TEXTO ANALIZADO
==========
Protección extrema en la vida real, descuido absoluto en el mundo digital
Vivimos en una época donde el peligro se sofisticó. Ya no es la sombra que acechaba en una esquina oscura ni el desconocido que ofrecía dulces en la plaza. Hoy, el riesgo está en la pantalla que tenemos en la mano, en la foto que compartimos sin pensar, en la publicación que se queda para siempre en internet. Lo irónico es que, mientras padres de todo el mundo enseñan a sus hijos a no hablar con extraños, a no aceptar nada de desconocidos y a no dar su información personal, son esos mismos padres quienes entregan cada detalle de la vida de sus hijos en redes sociales. Lo hacen con amor, pero con absoluta inconsciencia.
Es la contradicción perfecta. Se instala un GPS en la mochila, se revisa cada cruce de calle, se ponen cámaras en la pieza para dormir tranquilos, pero se sube la foto del colegio con nombre y logo visible, el horario de salida y hasta el itinerario de vacaciones. Es un cuidado obsesivo en la vida real y un descuido absoluto en el mundo digital.
A esa práctica se le llamó sharenting: padres que comparten sin filtro la vida de sus hijos. Y aunque parezca inofensivo, las cifras son brutales. En Chile, siete de cada diez padres publican imágenes de sus hijos sin restricciones de privacidad. El setenta y cinco por ciento de esos niños puede ser identificado por edad, ubicación y rutinas diarias solo a partir de lo que sus familias comparten. Y las proyecciones internacionales no son alentadoras: hacia el 2030, más del sesenta por ciento de los casos de robo de identidad estarán ligados al sharenting. La huella digital que un niño no eligió se convertirá en el insumo perfecto para delitos futuros.
Los riesgos ya no son hipotéticos. Grooming, deepfakes, suplantación de identidad, extorsión. Basta con una foto mal configurada para que alguien con malas intenciones la utilice como herramienta. Y cuando hablamos de familias de jueces, fiscales o funcionarios, el panorama se agrava: la PDI reportó que casi el cuarenta por ciento de las extorsiones digitales en Chile ha afectado directamente a ellos. Un simple perfil abierto en Instagram revela más de lo que se imagina: dónde estudian los hijos, qué lugares frecuentan, en qué horarios se mueven. La seguridad personal —y en algunos casos la seguridad nacional— se termina jugando en redes sociales.
==========
MATERIAL DE ESTUDIO
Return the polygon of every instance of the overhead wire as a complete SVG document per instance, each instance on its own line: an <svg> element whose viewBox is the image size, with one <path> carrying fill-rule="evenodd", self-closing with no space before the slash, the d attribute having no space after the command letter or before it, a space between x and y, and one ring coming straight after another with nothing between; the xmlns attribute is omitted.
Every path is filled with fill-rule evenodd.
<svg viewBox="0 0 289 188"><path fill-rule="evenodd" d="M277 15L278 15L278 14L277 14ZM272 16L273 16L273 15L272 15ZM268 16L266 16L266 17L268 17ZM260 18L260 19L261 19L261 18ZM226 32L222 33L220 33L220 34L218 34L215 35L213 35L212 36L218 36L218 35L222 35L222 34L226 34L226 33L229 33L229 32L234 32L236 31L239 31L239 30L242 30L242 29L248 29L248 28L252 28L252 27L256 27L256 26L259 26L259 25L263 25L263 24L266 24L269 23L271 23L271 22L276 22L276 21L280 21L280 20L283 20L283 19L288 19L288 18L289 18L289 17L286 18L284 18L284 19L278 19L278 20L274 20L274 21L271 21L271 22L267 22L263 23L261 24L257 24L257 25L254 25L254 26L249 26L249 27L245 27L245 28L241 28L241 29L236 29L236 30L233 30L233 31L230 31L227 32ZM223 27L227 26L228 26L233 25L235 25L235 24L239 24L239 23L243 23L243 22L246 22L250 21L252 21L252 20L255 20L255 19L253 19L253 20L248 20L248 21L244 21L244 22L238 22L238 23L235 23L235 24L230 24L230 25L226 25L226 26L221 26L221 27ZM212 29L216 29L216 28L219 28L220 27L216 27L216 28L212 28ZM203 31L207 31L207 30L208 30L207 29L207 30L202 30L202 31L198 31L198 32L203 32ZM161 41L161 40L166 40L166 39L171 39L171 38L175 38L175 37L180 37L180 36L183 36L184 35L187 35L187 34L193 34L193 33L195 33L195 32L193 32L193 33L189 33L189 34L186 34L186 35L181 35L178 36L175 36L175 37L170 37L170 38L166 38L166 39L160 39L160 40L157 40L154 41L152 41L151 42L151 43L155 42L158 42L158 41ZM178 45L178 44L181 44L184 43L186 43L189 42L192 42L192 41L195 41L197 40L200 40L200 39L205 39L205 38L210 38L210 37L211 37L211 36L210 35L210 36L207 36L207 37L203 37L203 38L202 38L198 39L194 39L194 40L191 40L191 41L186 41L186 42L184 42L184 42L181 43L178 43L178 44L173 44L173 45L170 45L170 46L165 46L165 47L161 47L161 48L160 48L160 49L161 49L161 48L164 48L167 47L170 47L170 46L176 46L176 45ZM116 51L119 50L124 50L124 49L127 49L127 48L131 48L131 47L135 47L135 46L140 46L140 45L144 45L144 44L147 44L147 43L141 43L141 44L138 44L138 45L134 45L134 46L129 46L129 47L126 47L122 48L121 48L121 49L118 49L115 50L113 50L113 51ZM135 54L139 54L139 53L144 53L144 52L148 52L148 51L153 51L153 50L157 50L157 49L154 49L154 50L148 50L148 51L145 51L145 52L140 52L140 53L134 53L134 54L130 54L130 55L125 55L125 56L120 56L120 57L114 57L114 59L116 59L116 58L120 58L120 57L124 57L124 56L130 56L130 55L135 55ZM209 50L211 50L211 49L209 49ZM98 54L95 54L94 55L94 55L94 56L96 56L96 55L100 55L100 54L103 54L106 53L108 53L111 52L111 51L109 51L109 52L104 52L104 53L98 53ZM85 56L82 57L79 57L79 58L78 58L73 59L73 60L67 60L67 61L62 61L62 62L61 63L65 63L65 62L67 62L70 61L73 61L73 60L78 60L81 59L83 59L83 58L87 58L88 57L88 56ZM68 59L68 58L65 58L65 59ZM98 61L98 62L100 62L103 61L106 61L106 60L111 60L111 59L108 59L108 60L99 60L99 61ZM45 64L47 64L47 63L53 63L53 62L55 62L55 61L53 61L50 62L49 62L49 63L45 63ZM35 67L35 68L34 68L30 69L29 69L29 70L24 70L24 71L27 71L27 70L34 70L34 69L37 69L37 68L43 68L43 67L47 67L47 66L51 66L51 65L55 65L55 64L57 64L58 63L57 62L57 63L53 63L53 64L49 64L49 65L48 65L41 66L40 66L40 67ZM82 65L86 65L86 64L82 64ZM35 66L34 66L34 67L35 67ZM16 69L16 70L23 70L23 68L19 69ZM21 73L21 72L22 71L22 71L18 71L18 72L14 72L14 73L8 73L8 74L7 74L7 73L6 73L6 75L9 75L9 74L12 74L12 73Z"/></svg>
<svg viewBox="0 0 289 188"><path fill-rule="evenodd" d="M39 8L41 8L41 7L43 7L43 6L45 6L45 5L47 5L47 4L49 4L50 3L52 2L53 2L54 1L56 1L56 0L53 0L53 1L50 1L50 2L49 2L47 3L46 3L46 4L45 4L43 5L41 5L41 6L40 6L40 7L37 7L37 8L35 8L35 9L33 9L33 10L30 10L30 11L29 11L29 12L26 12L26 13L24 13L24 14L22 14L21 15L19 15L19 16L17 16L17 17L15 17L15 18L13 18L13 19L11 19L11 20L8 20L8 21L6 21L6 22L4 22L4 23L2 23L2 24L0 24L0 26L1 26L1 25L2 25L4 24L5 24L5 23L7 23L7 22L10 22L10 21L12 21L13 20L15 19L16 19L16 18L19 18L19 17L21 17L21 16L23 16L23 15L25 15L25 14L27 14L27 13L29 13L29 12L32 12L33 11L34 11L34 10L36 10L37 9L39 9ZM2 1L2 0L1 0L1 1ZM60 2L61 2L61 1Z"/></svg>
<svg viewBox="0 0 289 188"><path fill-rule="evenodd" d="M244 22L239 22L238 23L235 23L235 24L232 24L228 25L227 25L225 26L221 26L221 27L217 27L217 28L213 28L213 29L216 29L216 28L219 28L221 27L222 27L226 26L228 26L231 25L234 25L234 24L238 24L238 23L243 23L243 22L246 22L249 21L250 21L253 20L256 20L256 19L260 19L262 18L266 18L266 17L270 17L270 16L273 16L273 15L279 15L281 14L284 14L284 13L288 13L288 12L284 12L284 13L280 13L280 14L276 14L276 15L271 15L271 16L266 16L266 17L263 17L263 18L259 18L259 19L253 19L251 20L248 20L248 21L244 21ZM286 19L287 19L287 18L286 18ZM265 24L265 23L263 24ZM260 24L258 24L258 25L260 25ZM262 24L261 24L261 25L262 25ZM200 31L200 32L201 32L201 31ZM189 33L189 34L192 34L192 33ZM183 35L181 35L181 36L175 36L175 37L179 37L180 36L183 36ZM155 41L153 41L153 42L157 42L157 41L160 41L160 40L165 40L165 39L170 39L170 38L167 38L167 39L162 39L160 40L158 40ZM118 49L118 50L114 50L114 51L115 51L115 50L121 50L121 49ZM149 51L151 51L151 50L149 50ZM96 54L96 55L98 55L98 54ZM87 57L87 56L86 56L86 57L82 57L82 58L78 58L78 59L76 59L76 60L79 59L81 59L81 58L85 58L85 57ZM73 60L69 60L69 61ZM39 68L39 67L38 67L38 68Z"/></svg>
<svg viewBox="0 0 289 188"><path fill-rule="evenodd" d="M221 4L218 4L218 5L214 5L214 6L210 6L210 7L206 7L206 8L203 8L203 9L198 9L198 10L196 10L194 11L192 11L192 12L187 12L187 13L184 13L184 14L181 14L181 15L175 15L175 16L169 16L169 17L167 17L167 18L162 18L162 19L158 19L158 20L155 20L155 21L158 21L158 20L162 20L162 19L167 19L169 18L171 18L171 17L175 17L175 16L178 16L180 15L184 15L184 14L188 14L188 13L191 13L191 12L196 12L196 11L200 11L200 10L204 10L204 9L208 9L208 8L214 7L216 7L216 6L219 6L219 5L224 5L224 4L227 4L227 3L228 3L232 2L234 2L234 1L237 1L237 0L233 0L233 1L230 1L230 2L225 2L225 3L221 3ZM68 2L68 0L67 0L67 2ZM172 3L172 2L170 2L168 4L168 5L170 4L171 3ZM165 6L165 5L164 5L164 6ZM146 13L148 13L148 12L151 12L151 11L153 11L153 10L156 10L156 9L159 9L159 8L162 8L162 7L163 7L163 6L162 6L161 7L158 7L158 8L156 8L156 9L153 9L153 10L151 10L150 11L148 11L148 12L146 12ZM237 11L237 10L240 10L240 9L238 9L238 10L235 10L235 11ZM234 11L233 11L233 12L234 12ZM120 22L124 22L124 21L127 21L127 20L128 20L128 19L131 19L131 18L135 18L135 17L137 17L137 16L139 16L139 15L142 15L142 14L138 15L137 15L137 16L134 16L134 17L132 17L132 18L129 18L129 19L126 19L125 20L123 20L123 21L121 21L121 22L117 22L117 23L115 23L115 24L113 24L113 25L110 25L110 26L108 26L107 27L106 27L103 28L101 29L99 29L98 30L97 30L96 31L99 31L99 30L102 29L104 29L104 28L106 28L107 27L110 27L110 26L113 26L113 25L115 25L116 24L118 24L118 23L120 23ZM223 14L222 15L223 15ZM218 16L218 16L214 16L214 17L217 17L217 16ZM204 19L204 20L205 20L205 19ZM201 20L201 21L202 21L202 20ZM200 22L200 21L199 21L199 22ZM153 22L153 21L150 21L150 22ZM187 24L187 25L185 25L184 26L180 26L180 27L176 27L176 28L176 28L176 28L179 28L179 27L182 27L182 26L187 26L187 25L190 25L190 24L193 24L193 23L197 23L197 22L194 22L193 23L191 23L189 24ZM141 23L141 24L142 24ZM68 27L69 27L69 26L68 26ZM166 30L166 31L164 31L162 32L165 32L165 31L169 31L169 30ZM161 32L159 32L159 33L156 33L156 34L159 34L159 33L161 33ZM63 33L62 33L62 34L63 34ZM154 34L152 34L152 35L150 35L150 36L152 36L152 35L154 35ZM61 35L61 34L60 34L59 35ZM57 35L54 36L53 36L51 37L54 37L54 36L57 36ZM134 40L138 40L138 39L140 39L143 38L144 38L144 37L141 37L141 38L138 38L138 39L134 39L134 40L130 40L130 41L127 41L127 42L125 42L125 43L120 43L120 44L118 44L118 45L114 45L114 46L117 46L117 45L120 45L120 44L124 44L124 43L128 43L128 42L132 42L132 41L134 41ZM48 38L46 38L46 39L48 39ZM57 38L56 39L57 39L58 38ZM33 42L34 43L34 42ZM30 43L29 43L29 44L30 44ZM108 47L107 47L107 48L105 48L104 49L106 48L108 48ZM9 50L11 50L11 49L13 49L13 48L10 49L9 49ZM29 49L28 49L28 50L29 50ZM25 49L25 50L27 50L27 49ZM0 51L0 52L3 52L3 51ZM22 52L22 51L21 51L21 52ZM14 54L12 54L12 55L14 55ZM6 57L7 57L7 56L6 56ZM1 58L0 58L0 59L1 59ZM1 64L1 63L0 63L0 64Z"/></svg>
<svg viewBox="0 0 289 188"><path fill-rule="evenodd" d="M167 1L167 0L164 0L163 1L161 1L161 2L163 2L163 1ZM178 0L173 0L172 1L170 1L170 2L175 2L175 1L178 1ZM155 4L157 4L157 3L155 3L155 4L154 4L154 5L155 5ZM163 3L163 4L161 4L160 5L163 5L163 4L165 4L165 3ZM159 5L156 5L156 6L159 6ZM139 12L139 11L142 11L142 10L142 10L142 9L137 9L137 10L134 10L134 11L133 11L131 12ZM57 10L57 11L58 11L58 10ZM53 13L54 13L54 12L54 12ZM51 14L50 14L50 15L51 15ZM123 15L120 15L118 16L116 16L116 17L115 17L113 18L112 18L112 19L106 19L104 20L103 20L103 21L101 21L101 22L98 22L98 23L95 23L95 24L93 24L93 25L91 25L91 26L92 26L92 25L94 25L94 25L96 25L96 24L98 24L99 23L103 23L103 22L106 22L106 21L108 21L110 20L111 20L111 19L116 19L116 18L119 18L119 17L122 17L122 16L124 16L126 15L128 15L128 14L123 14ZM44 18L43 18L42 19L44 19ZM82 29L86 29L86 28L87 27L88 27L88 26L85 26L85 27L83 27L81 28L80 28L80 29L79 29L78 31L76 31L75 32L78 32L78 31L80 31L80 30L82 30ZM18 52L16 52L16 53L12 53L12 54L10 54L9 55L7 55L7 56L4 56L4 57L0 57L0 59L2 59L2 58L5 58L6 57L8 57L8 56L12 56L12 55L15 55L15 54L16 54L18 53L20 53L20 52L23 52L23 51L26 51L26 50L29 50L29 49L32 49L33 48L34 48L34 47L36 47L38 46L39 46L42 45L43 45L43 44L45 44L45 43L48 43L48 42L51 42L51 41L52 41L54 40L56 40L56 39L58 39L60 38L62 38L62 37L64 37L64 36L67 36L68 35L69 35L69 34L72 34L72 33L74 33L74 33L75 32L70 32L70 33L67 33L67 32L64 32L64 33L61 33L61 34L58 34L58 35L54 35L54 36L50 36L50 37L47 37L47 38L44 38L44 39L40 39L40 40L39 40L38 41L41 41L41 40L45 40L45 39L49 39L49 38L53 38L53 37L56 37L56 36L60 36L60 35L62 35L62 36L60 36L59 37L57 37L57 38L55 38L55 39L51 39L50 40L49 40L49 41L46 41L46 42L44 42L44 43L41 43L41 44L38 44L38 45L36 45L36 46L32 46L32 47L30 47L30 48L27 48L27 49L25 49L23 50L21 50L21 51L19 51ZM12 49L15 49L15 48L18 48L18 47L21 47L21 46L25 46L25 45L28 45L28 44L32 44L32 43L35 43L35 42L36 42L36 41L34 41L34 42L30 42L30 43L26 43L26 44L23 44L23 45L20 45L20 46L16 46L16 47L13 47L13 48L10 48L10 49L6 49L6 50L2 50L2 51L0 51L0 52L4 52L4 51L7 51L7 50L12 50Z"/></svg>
==========
COMPLETA LO SIGUIENTE
1) Enumera los riesgos concretos que el texto analizado nombra al afirmar que ya no son hipotéticos.
2) Devuelve el fragmento del texto analizado que comienza con "Los riesgos ya" y sigue hasta "jugando en redes sociales.".

RESPUESTAS ESCRITAS
1) Grooming, deepfakes, suplantación de identidad y extorsión.

2)
Los riesgos ya no son hipotéticos. Grooming, deepfakes, suplantación de identidad, extorsión. Basta con una foto mal configurada para que alguien con malas intenciones la utilice como herramienta. Y cuando hablamos de familias de jueces, fiscales o funcionarios, el panorama se agrava: la PDI reportó que casi el cuarenta por ciento de las extorsiones digitales en Chile ha afectado directamente a ellos. Un simple perfil abierto en Instagram revela más de lo que se imagina: dónde estudian los hijos, qué lugares frecuentan, en qué horarios se mueven. La seguridad personal —y en algunos casos la seguridad nacional— se termina jugando en redes sociales.